DOCUMENT →
━━━━

With geopandas you can do filtering just like in any pandas dataframe

In [None]:
# find all countries with a population greater than 150 million
world[(world.pop_est > 150000000)]

We can filter all latitudes greater than 0 leaving only the southern hemisphere

In [None]:
southern_world = world.cx[:, :0]

fig, ax = plt.subplots(figsize=(12,5)) 
southern_world.plot(ax=ax);

We can do more advanced filtering like combining the countries from each continent and then sorting continents by population.

In [None]:
world_filtered = world[['continent', 'geometry', 'pop_est']] # filter to only the columns we care about
continents = world_filtered.dissolve(by='continent', aggfunc='sum') # dissolve countries
continents

It is also really simple to create Chloropleth maps (maps where the color of each shape is based on the value of an
associated variable).

━━━━

DATA EXTRACT →

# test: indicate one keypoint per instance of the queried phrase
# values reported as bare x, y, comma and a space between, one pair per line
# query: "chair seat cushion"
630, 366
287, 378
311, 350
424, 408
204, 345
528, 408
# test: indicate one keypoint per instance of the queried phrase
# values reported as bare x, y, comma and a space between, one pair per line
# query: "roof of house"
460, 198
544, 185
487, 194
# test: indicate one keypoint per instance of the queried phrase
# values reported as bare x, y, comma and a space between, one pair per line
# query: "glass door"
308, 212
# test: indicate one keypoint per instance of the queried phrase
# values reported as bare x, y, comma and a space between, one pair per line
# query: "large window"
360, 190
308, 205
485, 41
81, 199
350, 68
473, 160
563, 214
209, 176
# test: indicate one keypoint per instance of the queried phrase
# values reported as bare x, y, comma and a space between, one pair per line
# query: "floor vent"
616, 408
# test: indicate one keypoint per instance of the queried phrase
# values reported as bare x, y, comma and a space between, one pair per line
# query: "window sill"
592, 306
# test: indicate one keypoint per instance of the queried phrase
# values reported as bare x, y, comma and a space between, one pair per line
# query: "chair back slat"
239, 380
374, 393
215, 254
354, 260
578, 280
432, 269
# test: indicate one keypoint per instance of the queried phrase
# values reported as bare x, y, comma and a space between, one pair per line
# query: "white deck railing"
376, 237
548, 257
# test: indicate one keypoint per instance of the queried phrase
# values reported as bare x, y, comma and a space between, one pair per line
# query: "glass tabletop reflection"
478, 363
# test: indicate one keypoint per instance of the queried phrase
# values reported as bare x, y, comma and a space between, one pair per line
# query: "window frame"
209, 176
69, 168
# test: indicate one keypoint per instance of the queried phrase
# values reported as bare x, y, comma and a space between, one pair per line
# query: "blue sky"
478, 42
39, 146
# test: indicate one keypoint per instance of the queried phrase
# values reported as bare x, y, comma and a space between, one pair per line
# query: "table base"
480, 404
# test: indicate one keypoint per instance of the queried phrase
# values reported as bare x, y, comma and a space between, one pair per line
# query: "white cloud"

━━━━

TASKS AND EXERCISES →
1) In the geopandas filtering text, rewrite the passage that begins at the words "We can filter" and stops after "continents by population.", putting "southern half of the globe" in place of "southern hemisphere".
2) Name every column of the world dataframe that the code in the geopandas filtering text refers to by name.

THE SOLUTIONS →
1)
We can filter all latitudes greater than 0 leaving only the southern half of the globe

In [None]:
southern_world = world.cx[:, :0]

fig, ax = plt.subplots(figsize=(12,5)) 
southern_world.plot(ax=ax);

We can do more advanced filtering like combining the countries from each continent and then sorting continents by population.

2)
- continent
- geometry
- pop_est